# [Brief]
Rewrite the items below, swapping every "enclosed" for "surrounded" and keeping everything else the same.

# [Listed records]
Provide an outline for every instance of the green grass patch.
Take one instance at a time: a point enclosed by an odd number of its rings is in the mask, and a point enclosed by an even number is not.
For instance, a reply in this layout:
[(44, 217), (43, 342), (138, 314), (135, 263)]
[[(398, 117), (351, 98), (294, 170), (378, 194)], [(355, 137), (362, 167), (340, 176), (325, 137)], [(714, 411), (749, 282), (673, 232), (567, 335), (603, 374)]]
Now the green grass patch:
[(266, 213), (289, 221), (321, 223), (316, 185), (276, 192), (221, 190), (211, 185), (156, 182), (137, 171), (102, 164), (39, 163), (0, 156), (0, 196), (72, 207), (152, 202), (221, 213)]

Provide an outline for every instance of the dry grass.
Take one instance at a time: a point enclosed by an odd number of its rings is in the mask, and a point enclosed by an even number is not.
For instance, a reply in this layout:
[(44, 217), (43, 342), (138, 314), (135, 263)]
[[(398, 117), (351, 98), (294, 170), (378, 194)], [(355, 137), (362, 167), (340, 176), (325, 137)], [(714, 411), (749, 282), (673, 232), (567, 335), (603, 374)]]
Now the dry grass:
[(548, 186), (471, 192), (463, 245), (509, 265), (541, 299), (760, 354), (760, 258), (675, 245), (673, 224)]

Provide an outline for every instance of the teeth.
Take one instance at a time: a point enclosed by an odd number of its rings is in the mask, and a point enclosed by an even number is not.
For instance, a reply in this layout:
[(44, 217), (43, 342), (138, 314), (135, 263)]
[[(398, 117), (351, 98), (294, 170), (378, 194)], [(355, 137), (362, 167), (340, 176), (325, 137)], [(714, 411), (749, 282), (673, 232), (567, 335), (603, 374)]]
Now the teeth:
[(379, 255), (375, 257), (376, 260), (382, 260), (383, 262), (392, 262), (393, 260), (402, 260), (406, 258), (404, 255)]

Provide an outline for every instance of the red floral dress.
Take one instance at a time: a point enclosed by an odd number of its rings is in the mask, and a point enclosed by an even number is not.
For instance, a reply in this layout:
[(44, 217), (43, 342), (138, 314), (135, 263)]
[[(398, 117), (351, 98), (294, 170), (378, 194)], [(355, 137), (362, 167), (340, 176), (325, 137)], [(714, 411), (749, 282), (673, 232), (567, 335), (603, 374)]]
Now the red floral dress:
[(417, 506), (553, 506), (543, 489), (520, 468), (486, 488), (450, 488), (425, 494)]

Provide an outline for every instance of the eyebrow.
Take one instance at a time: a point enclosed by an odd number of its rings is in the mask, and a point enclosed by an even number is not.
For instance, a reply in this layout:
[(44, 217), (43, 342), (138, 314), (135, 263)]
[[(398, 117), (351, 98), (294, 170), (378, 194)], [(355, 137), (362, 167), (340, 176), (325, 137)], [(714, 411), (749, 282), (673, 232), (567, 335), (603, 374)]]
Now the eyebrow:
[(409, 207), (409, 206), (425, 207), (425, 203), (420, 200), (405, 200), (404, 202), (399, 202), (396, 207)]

# [Expected answer]
Provide an outline for every instance of the green grass patch.
Take one instance at a time: a point surrounded by an odd number of its rings is in the mask, and a point surrounded by an even number is not.
For instance, a reply in this layout:
[(44, 217), (43, 342), (138, 314), (135, 263)]
[[(398, 117), (351, 98), (294, 170), (378, 194)], [(355, 137), (362, 167), (340, 176), (325, 137)], [(714, 411), (749, 282), (673, 232), (567, 335), (603, 374)]]
Now the green grass patch:
[(266, 213), (289, 221), (321, 223), (316, 185), (276, 192), (221, 190), (211, 185), (156, 182), (137, 171), (102, 164), (39, 163), (0, 156), (0, 196), (72, 207), (152, 202), (221, 213)]

Provide an outline for every instance of the dry grass.
Take one instance at a time: a point surrounded by an odd number of its rings is in the mask, and a point surrounded by an even number is not.
For instance, a reply in this layout:
[(44, 217), (43, 342), (138, 314), (135, 263)]
[[(398, 117), (351, 98), (294, 170), (378, 194)], [(355, 137), (362, 167), (340, 176), (325, 137)], [(714, 411), (749, 282), (673, 232), (567, 335), (603, 374)]]
Now the dry grass:
[(548, 186), (471, 192), (463, 245), (509, 265), (541, 299), (760, 354), (760, 258), (675, 245), (673, 224)]

Provide an outline for every instance of the teeth.
Take one instance at a time: a point surrounded by an odd number of its rings is in the mask, and a point surrounded by an even number is not.
For instance, a reply in this layout:
[(44, 217), (43, 342), (138, 314), (135, 263)]
[[(398, 117), (351, 98), (294, 170), (378, 194)], [(355, 137), (362, 167), (340, 176), (325, 137)], [(714, 411), (749, 282), (673, 232), (567, 335), (603, 374)]]
Now the teeth:
[(379, 255), (375, 257), (376, 260), (382, 260), (383, 262), (392, 262), (393, 260), (402, 260), (406, 258), (404, 255)]

Provide an outline for every instance of the red floral dress.
Take one instance at a time: a point surrounded by an odd number of its rings is in the mask, and a point surrounded by an even number is not.
For instance, a reply in this layout:
[(44, 217), (43, 342), (138, 314), (135, 263)]
[[(398, 117), (351, 98), (294, 170), (378, 194)], [(355, 137), (362, 167), (340, 176), (325, 137)], [(714, 411), (749, 282), (673, 232), (567, 335), (603, 374)]]
Now the red floral dress:
[(417, 506), (553, 506), (543, 489), (520, 468), (486, 488), (450, 488), (425, 494)]

Provide an outline for every instance of the eyebrow.
Take one instance at a time: a point surrounded by an odd number of its rings is in the mask, and a point surrounded by an even number is not.
For instance, a reply in this layout:
[(44, 217), (43, 342), (138, 314), (135, 263)]
[[(398, 117), (351, 98), (294, 170), (378, 194)], [(355, 137), (362, 167), (340, 176), (325, 137)], [(714, 411), (749, 282), (673, 232), (567, 335), (603, 374)]]
Now the eyebrow:
[(409, 207), (409, 206), (425, 207), (425, 203), (420, 200), (405, 200), (404, 202), (399, 202), (396, 207)]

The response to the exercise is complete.